• **WORK TO DO**
Turn every item below into a numbered list, leaving out any blank lines.

• **TASK INPUT**
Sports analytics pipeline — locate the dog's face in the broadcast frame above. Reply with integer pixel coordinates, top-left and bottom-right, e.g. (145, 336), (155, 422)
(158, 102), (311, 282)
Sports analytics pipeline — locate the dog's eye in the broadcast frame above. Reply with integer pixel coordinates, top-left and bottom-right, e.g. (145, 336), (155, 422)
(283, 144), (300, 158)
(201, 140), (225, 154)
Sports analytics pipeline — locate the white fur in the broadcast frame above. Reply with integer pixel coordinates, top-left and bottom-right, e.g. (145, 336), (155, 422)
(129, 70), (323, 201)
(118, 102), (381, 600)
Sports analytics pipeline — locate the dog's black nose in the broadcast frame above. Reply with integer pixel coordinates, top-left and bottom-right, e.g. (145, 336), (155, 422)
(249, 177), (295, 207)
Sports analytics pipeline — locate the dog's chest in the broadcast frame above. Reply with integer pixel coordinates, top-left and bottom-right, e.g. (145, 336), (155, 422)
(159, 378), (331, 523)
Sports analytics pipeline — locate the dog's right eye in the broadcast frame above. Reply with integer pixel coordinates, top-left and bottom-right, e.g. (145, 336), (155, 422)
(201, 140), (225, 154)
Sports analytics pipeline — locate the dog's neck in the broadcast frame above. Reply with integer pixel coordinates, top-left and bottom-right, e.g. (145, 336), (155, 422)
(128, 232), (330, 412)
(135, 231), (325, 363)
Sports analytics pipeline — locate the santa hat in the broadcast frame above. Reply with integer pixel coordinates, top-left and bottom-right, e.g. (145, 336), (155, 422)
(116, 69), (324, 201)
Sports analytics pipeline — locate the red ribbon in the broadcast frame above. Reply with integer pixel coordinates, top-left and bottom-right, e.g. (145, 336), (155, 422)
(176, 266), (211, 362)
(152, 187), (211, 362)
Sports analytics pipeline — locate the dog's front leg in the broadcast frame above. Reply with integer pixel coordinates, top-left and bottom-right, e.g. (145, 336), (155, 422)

• **SOLUTION**
1. Sports analytics pipeline — locate the dog's face in the broadcast frame above. Reply with integer pixel coordinates, top-left and bottom-right, e.g. (145, 336), (155, 422)
2. (158, 102), (311, 282)
3. Sports analytics pipeline — locate the dog's eye in the broadcast frame above. Reply with integer pixel coordinates, top-left and bottom-right, e.g. (145, 336), (155, 422)
4. (283, 144), (300, 158)
5. (201, 140), (225, 154)
6. Sports analytics pipeline — locate the white fur in the broadcast frame above. Reply with integer pixel coordinates, top-left and bottom-right, e.g. (145, 336), (155, 422)
7. (129, 70), (323, 201)
8. (118, 102), (381, 600)
9. Sports analytics pipeline — locate the dog's black nose in the broadcast frame above. Reply with integer pixel coordinates, top-left and bottom-right, e.g. (145, 336), (155, 422)
10. (249, 177), (295, 207)
11. Sports analytics pipeline — locate the dog's chest in the broadcast frame above. Reply with integer pixel coordinates, top-left and bottom-right, e.g. (145, 336), (155, 422)
12. (159, 378), (331, 523)
13. Sports analytics pipeline — locate the dog's right eye in the broadcast frame above. Reply with integer pixel coordinates, top-left and bottom-right, e.g. (145, 336), (155, 422)
14. (201, 140), (225, 154)
15. Sports analytics pipeline — locate the dog's neck in the broadcast frame above. Reply with integer pixel coordinates, top-left and bottom-right, e.g. (145, 336), (155, 422)
16. (128, 232), (330, 412)
17. (135, 231), (325, 363)
18. Sports analytics pipeline — locate the santa hat in the broadcast frame above. Reply with integer pixel coordinates, top-left and bottom-right, e.g. (145, 336), (155, 422)
19. (116, 69), (324, 201)
20. Sports analytics pipeline — locate the red ribbon in the broadcast frame above. Reply with integer pixel coordinates, top-left and bottom-right, e.g. (145, 336), (155, 422)
21. (176, 266), (211, 362)
22. (152, 187), (211, 362)
23. Sports analytics pipeline — locate the dog's front leg in the broadcast frame above. Reply with integer pixel coordinates, top-left and bottom-right, e.g. (145, 336), (155, 422)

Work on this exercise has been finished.